• [Tarefas a realizar]
• A. Reproduz palavra por palavra o excerto sobre as versões de "Anything Goes", na íntegra.
• B. Nas linhas, começando na que contém "[locate] white sneaker" e seguindo até à última, troca "utility pole" por "electric pole" e deixa tudo o resto igual. Apresenta apenas essas linhas.

• [Excerto do documento]
Em 1959, Tony Bennett gravou dois álbuns com a orquestra de Count Basie, In Person! para a Columbia, e Basie Swings, Bennett Sings para a Roulette. Não sendo uma versão que possa comparar-se às de Ella, Sinatra ou Merrill, é bem melhor do que a que viria a gravar, 64 anos depois, com Lady Gaga, para o álbum em dueto Cheek to Cheek e em que ambos passam a maior parte do tempo a berrar para disfarçar quão limitadas são as qualidades vocais (as dele porque as perdeu, ela porque nunca as teve). Se Porter os ouvisse comentaria “Anything goes!”.

Martial Solal

Ano: 1960
Álbum: The quintessence. Paris 1956-1962 (Frémeaux & Associés)

Esta versão traquinas de “Anything Goes” foi registada a solo por Martial Solal, um pianista francês nascido em 1927 na Argélia, que descobriu o jazz com os soldados americanos que desembarcaram no Norte de África em 1942 e se estreou em disco como líder em 1953 e soube manter uma carreira de invulgar vitalidade e irreverência até ao final da primeira década do século XXI. As sessões a solo registadas em 1960, em Paris, podem ser encontradas em várias compilações, nomeadamente na que se menciona acima.

• [Linhas extraídas]
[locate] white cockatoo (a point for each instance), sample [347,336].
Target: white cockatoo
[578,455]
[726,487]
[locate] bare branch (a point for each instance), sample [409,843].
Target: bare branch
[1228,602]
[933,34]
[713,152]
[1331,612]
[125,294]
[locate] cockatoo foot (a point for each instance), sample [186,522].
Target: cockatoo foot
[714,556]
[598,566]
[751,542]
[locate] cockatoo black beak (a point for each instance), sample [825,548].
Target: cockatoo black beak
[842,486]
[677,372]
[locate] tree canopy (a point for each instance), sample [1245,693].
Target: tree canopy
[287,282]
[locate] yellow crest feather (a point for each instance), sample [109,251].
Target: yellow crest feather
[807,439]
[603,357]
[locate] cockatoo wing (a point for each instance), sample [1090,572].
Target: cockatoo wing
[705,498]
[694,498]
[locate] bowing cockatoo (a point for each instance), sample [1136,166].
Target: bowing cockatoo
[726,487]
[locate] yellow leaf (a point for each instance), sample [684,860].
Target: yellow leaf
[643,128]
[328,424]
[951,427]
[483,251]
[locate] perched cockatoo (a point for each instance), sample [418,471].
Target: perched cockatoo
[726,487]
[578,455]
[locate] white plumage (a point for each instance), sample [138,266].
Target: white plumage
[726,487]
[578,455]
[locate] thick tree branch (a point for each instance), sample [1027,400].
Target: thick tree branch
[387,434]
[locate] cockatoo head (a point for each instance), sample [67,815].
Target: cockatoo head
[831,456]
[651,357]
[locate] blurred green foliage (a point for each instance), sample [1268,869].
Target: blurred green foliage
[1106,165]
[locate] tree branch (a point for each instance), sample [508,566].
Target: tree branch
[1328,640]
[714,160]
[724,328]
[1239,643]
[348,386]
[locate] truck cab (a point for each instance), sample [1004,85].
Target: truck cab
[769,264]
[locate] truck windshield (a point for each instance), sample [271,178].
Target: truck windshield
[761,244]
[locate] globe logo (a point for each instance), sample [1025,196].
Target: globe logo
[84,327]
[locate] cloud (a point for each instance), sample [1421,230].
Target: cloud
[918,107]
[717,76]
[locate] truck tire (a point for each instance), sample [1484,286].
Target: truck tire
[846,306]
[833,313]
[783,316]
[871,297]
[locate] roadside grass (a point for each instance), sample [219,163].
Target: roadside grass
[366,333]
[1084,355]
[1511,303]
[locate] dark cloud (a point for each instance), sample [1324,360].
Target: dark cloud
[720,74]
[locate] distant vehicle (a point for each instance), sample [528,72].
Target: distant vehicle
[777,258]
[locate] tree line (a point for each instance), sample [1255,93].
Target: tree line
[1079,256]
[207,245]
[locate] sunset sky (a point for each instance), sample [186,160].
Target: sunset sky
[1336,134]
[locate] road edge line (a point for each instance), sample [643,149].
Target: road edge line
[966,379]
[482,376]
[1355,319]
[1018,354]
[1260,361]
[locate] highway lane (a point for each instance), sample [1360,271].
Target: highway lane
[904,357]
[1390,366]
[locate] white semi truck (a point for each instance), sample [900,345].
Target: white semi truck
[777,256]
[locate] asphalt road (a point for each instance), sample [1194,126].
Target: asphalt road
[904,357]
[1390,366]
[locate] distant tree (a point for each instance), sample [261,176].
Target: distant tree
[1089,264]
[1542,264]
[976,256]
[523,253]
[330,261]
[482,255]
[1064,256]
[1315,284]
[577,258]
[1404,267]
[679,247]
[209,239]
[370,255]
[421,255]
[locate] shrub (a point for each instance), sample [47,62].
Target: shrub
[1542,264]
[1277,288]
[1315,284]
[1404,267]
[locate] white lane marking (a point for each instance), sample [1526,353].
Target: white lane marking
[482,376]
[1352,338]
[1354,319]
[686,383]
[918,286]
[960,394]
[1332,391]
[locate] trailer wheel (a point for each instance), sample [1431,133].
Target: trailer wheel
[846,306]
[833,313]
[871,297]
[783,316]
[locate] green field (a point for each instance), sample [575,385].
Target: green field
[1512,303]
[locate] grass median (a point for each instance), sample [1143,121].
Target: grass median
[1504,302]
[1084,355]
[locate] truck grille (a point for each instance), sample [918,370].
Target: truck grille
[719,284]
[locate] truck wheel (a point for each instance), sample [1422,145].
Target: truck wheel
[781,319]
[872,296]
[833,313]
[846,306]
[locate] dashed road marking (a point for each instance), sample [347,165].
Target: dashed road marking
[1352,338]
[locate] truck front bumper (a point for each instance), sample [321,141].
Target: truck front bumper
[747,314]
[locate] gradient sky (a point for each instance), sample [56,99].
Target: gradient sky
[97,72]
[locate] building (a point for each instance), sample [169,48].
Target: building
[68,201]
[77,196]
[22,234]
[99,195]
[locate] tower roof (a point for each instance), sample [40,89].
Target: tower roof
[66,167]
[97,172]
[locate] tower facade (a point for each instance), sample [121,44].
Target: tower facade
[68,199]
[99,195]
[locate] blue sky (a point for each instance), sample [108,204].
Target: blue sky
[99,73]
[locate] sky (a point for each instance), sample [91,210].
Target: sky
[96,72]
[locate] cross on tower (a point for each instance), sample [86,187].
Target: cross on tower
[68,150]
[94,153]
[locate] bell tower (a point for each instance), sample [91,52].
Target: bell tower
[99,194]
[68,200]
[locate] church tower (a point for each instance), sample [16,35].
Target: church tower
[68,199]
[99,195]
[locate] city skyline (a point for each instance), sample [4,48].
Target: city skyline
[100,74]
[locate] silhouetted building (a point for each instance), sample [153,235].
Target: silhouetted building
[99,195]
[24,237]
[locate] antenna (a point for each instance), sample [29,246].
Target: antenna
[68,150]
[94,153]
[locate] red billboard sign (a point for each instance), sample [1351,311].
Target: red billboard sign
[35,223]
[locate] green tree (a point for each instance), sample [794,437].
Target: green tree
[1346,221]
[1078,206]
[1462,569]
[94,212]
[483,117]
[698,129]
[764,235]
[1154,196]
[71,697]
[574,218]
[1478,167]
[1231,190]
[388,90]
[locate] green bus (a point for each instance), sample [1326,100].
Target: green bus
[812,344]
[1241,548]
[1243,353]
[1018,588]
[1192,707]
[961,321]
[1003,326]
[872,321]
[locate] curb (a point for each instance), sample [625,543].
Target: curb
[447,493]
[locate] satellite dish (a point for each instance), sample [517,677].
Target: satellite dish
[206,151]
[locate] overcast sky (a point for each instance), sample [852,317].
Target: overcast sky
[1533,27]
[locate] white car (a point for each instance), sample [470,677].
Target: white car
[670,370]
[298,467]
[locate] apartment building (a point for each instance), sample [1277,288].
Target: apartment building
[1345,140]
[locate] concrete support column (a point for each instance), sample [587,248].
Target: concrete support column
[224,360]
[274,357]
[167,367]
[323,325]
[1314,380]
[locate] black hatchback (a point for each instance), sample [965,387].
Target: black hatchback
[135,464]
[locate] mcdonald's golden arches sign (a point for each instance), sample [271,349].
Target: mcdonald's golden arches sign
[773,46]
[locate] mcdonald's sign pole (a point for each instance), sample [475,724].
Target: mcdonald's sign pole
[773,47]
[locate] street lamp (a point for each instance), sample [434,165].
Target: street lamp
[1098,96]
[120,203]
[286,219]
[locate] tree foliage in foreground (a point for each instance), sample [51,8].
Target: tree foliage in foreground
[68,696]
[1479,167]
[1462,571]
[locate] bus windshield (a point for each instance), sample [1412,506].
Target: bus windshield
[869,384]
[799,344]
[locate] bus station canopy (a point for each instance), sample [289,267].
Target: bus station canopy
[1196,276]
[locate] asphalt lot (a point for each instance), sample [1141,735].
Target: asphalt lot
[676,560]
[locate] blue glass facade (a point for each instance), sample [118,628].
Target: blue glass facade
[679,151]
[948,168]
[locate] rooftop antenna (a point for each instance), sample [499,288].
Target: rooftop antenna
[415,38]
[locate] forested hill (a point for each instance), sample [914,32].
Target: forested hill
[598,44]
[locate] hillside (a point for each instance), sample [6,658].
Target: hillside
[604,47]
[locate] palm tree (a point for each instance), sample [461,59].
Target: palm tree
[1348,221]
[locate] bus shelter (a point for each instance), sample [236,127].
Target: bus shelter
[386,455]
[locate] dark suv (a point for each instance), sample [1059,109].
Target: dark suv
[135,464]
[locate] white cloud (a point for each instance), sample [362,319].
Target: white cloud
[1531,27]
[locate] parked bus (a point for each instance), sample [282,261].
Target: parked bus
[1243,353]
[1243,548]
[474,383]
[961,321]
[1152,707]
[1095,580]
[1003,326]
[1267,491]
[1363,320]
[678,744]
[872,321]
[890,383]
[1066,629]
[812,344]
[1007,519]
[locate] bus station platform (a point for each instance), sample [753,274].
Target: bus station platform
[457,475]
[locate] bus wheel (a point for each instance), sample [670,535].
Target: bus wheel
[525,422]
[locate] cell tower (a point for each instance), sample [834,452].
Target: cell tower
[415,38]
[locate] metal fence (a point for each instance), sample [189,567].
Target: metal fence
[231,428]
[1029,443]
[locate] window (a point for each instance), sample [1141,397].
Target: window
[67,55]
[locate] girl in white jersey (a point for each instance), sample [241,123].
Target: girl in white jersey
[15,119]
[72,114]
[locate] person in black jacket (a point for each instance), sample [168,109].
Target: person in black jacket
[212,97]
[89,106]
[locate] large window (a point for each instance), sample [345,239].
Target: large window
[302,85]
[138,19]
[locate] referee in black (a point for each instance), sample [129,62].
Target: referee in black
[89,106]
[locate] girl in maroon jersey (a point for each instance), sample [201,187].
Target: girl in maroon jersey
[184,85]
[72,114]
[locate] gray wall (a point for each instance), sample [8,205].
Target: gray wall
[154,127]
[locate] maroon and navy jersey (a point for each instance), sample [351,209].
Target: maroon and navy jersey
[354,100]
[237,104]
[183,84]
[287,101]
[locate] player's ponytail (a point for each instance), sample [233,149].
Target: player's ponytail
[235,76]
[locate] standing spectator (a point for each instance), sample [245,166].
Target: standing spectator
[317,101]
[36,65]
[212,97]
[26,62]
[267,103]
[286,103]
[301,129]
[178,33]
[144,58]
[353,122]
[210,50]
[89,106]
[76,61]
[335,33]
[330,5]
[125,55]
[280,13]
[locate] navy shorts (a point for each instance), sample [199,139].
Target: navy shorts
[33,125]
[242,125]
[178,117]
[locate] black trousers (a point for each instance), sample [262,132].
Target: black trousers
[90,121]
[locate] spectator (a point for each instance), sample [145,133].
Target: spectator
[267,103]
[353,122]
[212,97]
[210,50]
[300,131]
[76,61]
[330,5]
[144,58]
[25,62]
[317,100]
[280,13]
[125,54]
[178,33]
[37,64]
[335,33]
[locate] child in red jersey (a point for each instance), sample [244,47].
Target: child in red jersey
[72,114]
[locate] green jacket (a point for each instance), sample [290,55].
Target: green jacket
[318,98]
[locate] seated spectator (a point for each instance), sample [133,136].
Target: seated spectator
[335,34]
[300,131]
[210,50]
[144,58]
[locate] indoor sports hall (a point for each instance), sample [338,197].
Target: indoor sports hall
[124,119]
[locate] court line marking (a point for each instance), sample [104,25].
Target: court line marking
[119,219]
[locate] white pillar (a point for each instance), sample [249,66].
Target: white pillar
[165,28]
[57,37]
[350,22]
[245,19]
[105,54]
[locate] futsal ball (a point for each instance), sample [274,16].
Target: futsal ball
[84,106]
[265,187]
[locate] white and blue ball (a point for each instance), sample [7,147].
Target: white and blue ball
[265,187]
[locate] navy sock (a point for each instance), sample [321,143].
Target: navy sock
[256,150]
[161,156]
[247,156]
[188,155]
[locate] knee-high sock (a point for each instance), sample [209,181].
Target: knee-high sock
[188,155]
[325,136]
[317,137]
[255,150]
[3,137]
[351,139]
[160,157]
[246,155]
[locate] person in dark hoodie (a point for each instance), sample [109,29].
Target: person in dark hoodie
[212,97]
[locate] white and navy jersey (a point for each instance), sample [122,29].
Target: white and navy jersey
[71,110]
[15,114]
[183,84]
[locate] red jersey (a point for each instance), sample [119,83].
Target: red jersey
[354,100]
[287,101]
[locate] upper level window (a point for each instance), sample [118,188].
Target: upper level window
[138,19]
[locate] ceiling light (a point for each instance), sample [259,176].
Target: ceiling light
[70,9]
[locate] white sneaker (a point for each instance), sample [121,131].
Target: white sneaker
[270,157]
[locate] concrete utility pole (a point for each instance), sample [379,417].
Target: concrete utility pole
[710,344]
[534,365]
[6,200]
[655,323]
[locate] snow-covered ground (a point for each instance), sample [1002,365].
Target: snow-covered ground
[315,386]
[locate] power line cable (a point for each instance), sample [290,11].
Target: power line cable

• [Soluções por tarefa]
• A.
Em 1959, Tony Bennett gravou dois álbuns com a orquestra de Count Basie, In Person! para a Columbia, e Basie Swings, Bennett Sings para a Roulette. Não sendo uma versão que possa comparar-se às de Ella, Sinatra ou Merrill, é bem melhor do que a que viria a gravar, 64 anos depois, com Lady Gaga, para o álbum em dueto Cheek to Cheek e em que ambos passam a maior parte do tempo a berrar para disfarçar quão limitadas são as qualidades vocais (as dele porque as perdeu, ela porque nunca as teve). Se Porter os ouvisse comentaria “Anything goes!”.

Martial Solal

Ano: 1960
Álbum: The quintessence. Paris 1956-1962 (Frémeaux & Associés)

Esta versão traquinas de “Anything Goes” foi registada a solo por Martial Solal, um pianista francês nascido em 1927 na Argélia, que descobriu o jazz com os soldados americanos que desembarcaram no Norte de África em 1942 e se estreou em disco como líder em 1953 e soube manter uma carreira de invulgar vitalidade e irreverência até ao final da primeira década do século XXI. As sessões a solo registadas em 1960, em Paris, podem ser encontradas em várias compilações, nomeadamente na que se menciona acima.

• B.
[locate] white sneaker (a point for each instance), sample [121,131].
Target: white sneaker
[270,157]
[locate] concrete electric pole (a point for each instance), sample [379,417].
Target: concrete electric pole
[710,344]
[534,365]
[6,200]
[655,323]
[locate] snow-covered ground (a point for each instance), sample [1002,365].
Target: snow-covered ground
[315,386]
[locate] power line cable (a point for each instance), sample [290,11].
Target: power line cable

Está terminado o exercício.